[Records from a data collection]
= Beginning of Section =
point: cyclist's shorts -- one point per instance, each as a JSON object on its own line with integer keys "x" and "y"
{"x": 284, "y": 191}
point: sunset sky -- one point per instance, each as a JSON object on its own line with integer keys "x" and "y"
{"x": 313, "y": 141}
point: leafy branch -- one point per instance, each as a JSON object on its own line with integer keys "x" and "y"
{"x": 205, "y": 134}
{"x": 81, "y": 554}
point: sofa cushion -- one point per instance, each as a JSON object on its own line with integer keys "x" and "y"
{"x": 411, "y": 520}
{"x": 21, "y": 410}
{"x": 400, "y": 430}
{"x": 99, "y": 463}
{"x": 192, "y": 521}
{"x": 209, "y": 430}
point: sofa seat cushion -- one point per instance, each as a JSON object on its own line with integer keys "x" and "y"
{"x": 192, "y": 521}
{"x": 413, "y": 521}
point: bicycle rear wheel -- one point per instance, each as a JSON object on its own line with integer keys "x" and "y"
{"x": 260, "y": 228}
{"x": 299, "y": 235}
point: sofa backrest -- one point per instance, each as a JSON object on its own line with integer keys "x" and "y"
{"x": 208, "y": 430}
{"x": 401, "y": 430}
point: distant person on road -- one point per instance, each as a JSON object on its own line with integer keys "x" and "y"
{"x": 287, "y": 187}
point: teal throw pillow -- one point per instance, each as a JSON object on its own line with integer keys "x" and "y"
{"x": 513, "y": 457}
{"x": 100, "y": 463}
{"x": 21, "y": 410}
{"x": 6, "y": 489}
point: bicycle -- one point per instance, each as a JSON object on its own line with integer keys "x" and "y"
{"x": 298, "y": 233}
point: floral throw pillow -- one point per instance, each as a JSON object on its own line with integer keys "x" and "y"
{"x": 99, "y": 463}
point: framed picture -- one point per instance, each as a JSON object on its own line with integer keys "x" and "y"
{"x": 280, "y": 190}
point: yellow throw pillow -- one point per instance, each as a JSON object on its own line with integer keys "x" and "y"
= End of Section =
→ WHAT NEEDS TO BE DONE
With the line containing "point: distant person" as the first and the last line above as the final one, copy those lines exactly and no others.

→ ANSWER TO THIS PROBLEM
point: distant person on road -- one point per instance, each as a JSON object on its own line with integer keys "x" and "y"
{"x": 287, "y": 187}
point: teal throw pillow -- one point per instance, each as a JSON object on its own line with integer keys "x" and "y"
{"x": 513, "y": 457}
{"x": 100, "y": 463}
{"x": 21, "y": 410}
{"x": 6, "y": 489}
point: bicycle -- one point per instance, each as a JSON object on its own line with integer keys "x" and "y"
{"x": 298, "y": 233}
point: floral throw pillow -- one point per instance, each as a JSON object on its own line with integer keys "x" and "y"
{"x": 99, "y": 463}
point: framed picture -- one point per instance, each as a JSON object on its own line with integer keys "x" and "y"
{"x": 280, "y": 190}
point: yellow throw pillow -- one point per instance, each as a JSON object on its own line with integer keys "x" and "y"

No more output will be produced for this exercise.